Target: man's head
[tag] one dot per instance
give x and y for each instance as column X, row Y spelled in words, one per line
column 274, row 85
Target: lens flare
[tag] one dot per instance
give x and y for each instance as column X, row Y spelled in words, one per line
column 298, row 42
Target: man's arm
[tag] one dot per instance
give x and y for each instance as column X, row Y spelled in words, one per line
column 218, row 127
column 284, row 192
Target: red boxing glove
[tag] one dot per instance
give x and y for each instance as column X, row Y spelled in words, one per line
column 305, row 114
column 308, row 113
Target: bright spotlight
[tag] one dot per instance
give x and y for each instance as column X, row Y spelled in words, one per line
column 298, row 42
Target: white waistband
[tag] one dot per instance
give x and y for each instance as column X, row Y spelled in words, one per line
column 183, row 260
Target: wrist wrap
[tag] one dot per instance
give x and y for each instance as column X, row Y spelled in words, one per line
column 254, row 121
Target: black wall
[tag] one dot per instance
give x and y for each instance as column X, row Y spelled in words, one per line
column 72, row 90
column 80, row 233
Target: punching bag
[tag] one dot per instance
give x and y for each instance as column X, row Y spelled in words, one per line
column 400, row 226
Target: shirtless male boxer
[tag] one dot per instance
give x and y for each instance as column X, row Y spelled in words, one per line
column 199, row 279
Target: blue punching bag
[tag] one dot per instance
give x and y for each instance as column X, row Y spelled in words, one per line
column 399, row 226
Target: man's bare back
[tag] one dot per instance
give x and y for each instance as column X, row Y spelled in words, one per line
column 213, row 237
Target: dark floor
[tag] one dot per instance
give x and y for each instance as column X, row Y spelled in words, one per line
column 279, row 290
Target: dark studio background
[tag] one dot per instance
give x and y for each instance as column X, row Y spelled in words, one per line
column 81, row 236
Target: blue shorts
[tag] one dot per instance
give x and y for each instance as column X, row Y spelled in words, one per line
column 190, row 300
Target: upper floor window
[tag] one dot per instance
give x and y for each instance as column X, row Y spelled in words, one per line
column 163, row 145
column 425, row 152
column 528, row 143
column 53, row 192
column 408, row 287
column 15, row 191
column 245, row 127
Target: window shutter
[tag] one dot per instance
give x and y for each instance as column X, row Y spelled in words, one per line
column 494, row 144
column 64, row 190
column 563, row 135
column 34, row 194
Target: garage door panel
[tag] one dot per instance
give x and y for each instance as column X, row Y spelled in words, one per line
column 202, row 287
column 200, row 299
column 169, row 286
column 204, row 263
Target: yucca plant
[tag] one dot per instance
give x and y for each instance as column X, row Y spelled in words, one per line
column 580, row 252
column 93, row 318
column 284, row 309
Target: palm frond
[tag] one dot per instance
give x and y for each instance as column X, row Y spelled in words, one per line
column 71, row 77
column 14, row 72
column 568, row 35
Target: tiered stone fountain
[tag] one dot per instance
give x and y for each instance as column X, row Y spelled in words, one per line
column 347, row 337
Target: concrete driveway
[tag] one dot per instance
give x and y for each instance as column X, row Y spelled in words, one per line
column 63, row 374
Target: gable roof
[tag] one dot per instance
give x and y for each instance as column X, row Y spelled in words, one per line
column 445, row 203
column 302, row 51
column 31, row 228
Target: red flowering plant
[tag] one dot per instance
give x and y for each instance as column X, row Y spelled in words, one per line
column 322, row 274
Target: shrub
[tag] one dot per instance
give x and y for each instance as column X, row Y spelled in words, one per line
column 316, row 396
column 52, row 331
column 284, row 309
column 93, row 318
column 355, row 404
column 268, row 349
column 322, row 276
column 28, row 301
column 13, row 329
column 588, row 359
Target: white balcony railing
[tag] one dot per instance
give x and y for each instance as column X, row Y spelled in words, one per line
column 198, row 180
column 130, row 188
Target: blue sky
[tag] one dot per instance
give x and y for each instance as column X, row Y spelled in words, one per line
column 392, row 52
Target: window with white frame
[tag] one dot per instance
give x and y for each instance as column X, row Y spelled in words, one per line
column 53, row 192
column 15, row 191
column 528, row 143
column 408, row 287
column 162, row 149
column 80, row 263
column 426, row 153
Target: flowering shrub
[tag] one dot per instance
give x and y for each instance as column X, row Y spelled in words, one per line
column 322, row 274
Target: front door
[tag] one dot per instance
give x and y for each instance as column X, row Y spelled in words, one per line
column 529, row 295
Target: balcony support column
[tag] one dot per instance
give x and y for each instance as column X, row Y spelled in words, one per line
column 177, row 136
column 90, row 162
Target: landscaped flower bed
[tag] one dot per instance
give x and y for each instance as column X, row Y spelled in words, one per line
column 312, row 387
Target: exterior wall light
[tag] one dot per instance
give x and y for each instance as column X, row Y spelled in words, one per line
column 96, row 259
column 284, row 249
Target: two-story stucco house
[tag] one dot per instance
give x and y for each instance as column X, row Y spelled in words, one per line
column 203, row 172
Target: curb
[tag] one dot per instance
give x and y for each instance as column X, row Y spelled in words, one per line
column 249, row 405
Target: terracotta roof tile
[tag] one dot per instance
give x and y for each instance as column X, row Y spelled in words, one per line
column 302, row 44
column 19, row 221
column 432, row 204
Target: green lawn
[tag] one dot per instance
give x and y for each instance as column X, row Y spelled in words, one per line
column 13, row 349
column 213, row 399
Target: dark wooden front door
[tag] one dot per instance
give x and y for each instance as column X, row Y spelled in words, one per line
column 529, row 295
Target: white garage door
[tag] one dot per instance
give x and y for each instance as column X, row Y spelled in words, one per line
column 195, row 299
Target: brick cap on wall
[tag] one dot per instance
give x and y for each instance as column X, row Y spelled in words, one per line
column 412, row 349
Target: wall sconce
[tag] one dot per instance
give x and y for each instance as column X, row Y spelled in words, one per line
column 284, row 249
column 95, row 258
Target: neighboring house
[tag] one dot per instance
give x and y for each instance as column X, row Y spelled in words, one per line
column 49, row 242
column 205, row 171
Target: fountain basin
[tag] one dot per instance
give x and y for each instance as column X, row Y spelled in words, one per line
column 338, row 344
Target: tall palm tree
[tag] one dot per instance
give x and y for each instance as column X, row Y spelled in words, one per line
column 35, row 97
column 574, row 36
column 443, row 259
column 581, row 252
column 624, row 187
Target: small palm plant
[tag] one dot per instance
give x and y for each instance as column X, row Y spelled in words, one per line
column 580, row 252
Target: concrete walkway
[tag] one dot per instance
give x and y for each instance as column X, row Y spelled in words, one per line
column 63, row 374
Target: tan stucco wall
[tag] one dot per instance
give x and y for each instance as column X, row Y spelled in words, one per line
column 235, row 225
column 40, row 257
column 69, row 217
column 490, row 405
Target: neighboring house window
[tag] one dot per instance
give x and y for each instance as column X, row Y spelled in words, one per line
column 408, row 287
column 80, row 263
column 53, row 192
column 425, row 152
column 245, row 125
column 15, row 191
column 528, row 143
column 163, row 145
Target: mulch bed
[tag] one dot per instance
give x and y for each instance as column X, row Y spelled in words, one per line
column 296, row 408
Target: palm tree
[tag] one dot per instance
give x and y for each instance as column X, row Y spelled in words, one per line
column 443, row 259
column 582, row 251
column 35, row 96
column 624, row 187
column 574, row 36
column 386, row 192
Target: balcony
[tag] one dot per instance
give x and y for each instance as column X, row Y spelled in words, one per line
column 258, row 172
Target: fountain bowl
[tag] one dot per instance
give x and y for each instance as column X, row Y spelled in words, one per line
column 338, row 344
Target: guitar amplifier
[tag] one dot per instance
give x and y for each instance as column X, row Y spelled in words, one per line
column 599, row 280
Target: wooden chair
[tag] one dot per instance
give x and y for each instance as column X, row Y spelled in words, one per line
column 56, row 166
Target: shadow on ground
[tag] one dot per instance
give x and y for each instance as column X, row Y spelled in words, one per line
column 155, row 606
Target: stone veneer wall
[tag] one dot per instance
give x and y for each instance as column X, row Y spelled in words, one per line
□ □ □ □ □
### Problem statement
Whenever the word "palm" shows up in a line above, copy that line.

### Solution to this exercise
Target: palm frond
Target: tall palm tree
Target: small palm plant
Target: palm tree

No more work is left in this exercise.